> [TRECHO DO DOCUMENTO]
Em face dessa decisão, o Ministério Público interpôs o presente agravo de instrumento, o qual merece ser conhecido, porquanto preenche todos os requisitos intrínsecos e extrínsecos de admissibilidade.
Passo analisá-lo, na forma como segue:
DA PLEITEADA PROIBIÇÃO DE EXPEDIÇÃO DE LICENÇAS PRÉVIAS NAS UPN´S DITAS EXCLUDENTES.
Eminentes colegas, no particular, cinge-se a controvérsia à extensão dos limites a serem impostos à silvicultura nas UPN´s consideradas excludentes, enumeradas pelos técnicos da Fundação Zoobotânica.
O zoneamento ambiental aprovado pelo CONSEMA não estabeleceu restrições nessas unidades de paisagem natural, relegando a aferição da viabilidade de empreendimentos nessas áreas, às etapas do licenciamento ambiental.
Em razão disso, o ora agravante manejou esta ação civil pública, pretendendo ver excluídas tais UPN´s da prática da silvicultura.

> [ENUNCIADO 1]
Explique, em uma a três frases, por que o agravante propôs a ação civil pública, segundo o trecho sobre a silvicultura nas UPN´s excludentes.
> [ENUNCIADO 2]
Reescreva de forma mais breve o parágrafo do trecho que começa com "O zoneamento ambiental aprovado", mantendo seus fatos principais.
> [ENUNCIADO 3]
Prossiga o trecho sobre a silvicultura nas UPN´s excludentes a partir do ponto em que ele termina.
A listagem é um material independente do trecho.

> [DADOS APRESENTADOS]
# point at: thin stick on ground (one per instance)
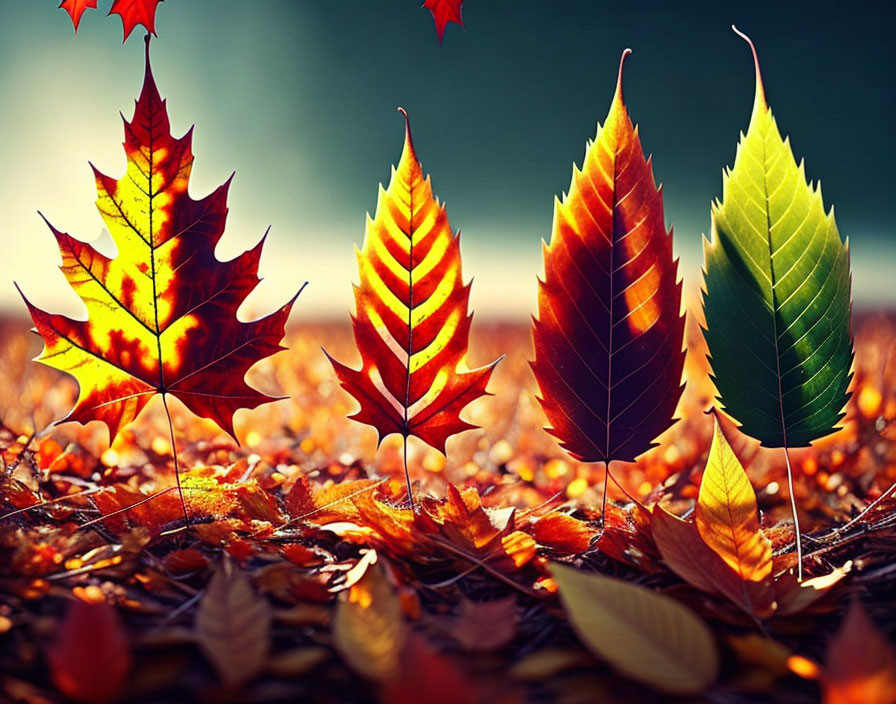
(180, 492)
(864, 512)
(796, 520)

> [RESULTADO 1]
O zoneamento ambiental aprovado pelo CONSEMA não estabeleceu restrições nas UPN´s consideradas excludentes. Ele deixou a aferição da viabilidade dos empreendimentos nessas áreas para as etapas do licenciamento ambiental. Por isso, o agravante ajuizou a ação civil pública para excluir essas UPN´s da prática da silvicultura.

> [RESULTADO 2]
O zoneamento do CONSEMA não restringiu essas unidades de paisagem natural e deixou a análise da viabilidade dos empreendimentos para o licenciamento ambiental.

> [RESULTADO 3]
O julgador de origem, entretanto, acolheu em parte a pretensão do Ministério Público, restringindo o licenciamento nas áreas em questão à expedição de licença prévia, impossibilitando o processamento das licenças posteriores, quais sejam, licenças de instalação e de operação, até que a questão seja submetida ao plenário do CONSEMA.
Irresignado, o demandante aviou o presente agravo de instrumento, pretendendo ver estendida a proibição de licenciamento nas UPN´s excludentes também à licença prévia.
Não assiste razão ao agravante.
Não se ignora a importância da licença prévia no processo de licenciamento ambiental. Como bem apontou o ora agravante, não se trata efetivamente de mera proposta, mas de decisiva etapa em que se atesta a viabilidade ambiental do empreendimento e se estabelecem os requisitos básicos a serem observados nas etapas de licenciamento posteriores (instalação e operação).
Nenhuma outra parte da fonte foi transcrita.